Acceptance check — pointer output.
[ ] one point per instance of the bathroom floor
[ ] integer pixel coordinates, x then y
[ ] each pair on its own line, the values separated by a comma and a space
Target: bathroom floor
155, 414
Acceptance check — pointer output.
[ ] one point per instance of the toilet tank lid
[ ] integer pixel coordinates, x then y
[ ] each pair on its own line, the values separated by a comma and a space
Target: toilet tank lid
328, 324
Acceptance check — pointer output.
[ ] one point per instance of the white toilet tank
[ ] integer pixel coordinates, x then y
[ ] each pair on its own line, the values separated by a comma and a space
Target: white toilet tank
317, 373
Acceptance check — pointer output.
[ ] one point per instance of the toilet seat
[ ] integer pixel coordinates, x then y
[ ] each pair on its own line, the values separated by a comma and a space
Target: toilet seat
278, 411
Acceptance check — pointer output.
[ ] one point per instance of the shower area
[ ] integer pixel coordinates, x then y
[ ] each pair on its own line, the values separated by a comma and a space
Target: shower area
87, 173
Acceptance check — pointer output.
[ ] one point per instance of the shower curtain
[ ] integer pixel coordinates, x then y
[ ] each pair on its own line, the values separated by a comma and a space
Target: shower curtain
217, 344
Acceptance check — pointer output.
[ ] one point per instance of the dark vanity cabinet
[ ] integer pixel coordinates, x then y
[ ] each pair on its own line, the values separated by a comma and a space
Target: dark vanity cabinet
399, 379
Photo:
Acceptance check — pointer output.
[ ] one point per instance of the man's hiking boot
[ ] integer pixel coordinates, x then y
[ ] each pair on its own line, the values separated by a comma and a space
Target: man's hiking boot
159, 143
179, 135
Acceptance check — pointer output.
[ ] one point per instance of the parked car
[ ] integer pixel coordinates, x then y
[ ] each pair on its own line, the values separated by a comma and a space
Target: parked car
══════════
# REQUEST
Extract all of the data exactly as written.

# EXPECTED ANSWER
Acceptance check — pointer output.
[ ] one point per instance of the bathroom floor
[ ] integer pixel coordinates, x then y
[ ] each pair on its own line, the values separated by a comma and a space
Target: bathroom floor
155, 414
Acceptance check — pointer output.
[ ] one point per instance of the toilet tank lid
[ ] integer pixel coordinates, x then y
[ ] each pair on its own line, the values separated by a comma and a space
Target: toilet tank lid
328, 324
Acceptance check — pointer output.
[ ] one point per instance of the white toilet tank
[ ] integer pixel coordinates, x then y
[ ] each pair on its own line, the values separated by a comma and a space
Target: white toilet tank
317, 373
Acceptance check — pointer output.
[ ] one point per instance of the toilet seat
[ ] integer pixel coordinates, x then y
[ ] each pair on its own line, the values separated by a comma and a space
Target: toilet seat
278, 411
Acceptance check — pointer output.
[ ] one point per instance of the shower area
[ ] integer pixel coordinates, x then y
[ ] each pair on its own line, the values separated by a comma and a space
Target: shower area
87, 173
Acceptance check — pointer output.
[ ] one point per instance of the shower curtain
[ ] integer pixel coordinates, x then y
[ ] each pair on its own line, the values separated by a comma and a space
Target: shower curtain
217, 344
Acceptance check — pointer output.
[ ] one point per instance of the dark vanity cabinet
[ ] integer pixel coordinates, x then y
[ ] each pair on its own line, the values separated by a comma and a space
Target: dark vanity cabinet
399, 379
Photo:
Acceptance check — pointer output.
[ ] one point per instance of the man's hiking boot
[ ] integer pixel coordinates, x then y
[ ] each pair on its own line, the values separated by a comma and a space
Target: man's hiking boot
159, 143
179, 135
Acceptance check — pointer output.
[ ] one point per instance of the parked car
[ ] integer pixel coordinates, x then y
[ ] each pair on its own line, the values separated by a comma and a space
Target: parked car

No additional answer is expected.